| RAW RECORDS |
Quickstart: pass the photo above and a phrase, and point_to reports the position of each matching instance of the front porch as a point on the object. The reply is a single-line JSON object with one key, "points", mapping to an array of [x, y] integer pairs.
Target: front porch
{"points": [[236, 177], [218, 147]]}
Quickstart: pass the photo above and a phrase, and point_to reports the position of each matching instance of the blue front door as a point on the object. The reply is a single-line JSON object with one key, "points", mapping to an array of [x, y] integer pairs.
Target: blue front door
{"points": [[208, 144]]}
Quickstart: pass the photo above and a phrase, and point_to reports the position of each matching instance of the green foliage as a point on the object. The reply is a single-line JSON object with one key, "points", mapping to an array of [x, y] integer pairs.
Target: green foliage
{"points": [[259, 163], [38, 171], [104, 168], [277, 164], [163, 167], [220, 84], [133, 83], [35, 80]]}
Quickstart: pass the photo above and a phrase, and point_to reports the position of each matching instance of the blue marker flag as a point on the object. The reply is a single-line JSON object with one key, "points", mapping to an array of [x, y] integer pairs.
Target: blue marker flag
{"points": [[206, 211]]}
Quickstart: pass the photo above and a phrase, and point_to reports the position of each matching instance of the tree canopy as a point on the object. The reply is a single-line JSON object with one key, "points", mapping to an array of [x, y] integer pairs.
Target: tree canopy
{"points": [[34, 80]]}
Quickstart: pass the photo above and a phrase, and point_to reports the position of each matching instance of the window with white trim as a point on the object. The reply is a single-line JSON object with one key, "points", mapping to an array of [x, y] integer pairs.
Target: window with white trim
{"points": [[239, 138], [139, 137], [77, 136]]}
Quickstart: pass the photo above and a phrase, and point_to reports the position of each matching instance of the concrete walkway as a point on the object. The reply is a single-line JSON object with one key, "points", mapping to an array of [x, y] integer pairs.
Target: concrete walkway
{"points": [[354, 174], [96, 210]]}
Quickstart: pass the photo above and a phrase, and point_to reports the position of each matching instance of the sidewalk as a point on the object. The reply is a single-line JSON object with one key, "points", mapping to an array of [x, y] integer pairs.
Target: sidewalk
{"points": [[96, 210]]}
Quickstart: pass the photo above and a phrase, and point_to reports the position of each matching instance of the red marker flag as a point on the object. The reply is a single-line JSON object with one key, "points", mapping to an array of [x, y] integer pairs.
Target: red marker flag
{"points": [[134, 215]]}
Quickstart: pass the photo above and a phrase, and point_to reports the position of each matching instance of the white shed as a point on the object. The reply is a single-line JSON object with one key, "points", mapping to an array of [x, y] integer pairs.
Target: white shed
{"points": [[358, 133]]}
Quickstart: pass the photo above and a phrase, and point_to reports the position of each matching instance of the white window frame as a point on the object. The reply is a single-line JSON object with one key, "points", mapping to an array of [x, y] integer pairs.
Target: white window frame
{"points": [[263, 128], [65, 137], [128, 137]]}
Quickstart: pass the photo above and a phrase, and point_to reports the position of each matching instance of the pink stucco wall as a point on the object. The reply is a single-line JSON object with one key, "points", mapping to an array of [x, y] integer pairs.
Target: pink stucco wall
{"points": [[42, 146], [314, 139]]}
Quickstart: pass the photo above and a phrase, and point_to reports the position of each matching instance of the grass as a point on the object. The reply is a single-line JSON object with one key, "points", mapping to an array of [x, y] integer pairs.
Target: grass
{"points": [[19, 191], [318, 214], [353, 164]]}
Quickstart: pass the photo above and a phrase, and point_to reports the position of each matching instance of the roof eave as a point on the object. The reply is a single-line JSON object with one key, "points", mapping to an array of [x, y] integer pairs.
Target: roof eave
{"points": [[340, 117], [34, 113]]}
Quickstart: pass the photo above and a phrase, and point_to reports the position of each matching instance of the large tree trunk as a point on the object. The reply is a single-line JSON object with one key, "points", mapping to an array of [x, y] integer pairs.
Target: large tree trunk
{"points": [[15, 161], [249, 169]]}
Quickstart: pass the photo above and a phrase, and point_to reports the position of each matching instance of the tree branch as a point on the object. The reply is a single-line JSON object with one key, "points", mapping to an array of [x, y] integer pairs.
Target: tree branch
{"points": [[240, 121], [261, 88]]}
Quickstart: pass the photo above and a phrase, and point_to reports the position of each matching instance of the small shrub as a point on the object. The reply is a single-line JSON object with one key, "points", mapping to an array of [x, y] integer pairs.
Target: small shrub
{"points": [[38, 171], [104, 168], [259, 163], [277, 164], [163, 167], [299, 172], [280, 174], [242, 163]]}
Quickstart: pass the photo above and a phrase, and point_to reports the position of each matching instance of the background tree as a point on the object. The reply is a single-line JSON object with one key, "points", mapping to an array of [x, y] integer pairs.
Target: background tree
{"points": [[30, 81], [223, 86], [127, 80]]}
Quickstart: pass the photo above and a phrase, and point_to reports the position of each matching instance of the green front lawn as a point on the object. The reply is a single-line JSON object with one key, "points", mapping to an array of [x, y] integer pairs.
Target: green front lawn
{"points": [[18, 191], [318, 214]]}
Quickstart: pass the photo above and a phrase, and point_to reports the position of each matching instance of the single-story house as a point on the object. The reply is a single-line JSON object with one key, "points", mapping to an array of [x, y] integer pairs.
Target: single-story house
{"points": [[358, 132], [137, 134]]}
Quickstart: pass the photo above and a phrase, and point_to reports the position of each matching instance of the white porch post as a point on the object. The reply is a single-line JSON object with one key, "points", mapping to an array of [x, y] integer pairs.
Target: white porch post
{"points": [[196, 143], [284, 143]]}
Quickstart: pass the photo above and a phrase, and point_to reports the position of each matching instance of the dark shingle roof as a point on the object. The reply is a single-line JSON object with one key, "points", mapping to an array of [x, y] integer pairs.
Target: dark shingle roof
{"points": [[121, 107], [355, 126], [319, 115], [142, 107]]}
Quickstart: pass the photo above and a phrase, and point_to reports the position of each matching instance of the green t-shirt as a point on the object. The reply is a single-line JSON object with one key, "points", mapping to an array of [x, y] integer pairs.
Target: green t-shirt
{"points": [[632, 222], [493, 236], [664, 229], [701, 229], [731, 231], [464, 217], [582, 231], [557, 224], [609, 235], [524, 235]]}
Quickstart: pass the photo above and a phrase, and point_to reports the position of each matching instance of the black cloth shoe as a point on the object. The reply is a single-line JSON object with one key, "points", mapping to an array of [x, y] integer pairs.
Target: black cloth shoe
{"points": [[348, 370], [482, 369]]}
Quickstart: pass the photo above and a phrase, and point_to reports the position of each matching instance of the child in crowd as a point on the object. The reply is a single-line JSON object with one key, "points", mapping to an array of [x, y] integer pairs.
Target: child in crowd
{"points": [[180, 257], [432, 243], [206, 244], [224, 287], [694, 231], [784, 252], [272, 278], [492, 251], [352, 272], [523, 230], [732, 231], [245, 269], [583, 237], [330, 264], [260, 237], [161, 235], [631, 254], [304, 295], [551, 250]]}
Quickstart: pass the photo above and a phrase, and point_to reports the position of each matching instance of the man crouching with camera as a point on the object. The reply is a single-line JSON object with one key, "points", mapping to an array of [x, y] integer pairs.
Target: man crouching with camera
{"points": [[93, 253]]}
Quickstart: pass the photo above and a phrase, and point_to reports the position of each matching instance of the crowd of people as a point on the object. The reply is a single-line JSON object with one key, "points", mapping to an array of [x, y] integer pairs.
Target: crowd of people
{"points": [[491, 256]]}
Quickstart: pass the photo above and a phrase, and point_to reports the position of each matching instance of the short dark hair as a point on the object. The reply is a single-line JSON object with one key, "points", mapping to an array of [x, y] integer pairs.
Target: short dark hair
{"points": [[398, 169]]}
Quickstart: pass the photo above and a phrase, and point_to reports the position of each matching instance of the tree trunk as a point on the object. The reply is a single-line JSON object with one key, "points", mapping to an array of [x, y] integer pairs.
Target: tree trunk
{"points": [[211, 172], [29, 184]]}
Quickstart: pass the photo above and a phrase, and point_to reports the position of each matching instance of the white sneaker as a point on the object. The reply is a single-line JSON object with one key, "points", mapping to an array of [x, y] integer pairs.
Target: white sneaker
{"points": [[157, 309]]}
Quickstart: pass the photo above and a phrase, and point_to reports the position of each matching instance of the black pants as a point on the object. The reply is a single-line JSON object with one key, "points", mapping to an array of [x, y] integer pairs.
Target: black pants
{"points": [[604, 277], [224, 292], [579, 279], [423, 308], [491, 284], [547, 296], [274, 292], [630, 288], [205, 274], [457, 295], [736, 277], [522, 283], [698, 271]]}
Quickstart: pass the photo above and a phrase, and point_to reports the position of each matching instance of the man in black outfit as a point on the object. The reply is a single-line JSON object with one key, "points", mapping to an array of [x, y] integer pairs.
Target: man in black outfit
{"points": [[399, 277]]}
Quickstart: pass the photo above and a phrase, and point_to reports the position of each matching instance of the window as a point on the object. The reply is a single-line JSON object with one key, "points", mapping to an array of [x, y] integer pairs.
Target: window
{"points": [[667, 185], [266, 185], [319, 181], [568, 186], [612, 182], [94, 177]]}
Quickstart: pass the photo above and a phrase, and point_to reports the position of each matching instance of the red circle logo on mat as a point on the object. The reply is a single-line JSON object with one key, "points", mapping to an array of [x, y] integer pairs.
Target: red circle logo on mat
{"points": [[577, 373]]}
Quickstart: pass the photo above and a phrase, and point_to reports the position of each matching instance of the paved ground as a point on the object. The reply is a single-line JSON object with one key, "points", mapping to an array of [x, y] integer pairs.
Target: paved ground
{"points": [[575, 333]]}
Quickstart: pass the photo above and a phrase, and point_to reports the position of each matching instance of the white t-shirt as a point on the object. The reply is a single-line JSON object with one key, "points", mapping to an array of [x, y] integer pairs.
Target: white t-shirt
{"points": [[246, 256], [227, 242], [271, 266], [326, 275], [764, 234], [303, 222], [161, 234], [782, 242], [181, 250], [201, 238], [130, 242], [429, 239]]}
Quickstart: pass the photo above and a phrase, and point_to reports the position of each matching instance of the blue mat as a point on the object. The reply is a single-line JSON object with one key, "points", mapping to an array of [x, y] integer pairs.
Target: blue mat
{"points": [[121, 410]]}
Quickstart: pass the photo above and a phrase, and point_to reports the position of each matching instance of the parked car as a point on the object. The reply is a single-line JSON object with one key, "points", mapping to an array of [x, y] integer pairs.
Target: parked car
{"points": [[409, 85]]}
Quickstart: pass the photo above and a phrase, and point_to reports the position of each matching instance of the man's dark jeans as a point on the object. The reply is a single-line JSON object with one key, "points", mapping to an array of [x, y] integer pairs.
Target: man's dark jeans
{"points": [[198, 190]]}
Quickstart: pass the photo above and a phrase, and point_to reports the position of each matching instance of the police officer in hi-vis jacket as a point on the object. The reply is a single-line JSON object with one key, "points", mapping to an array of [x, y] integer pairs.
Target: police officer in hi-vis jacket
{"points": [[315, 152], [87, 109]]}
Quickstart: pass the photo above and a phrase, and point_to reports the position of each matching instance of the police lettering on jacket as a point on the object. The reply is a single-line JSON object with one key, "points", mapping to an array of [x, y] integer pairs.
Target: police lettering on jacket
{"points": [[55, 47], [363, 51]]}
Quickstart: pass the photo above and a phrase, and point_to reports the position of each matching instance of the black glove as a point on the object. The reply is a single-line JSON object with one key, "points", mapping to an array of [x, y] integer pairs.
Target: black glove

| WORK TO DO |
Give back exactly the lines that run from the line with "the police lettering" through the close of the material, counting both ends, and nothing more.

| RESULT BELOW |
Quickstart: pass the photo above and a phrase, and point_to reports the position of each matching instance of the police lettering on jacket as a point on the object. The reply is a single-line JSON object with one key, "points", mapping to an array of [x, y] integer pairs.
Target: police lettering on jacket
{"points": [[55, 47], [363, 51]]}
Quickstart: pass the photo above and a phrase, and point_to reports the position of each matching instance of the black glove as a point on the object. The reply is a single-line JSON object with one key, "points", mapping to an array of [x, y] integer pairs.
Target: black glove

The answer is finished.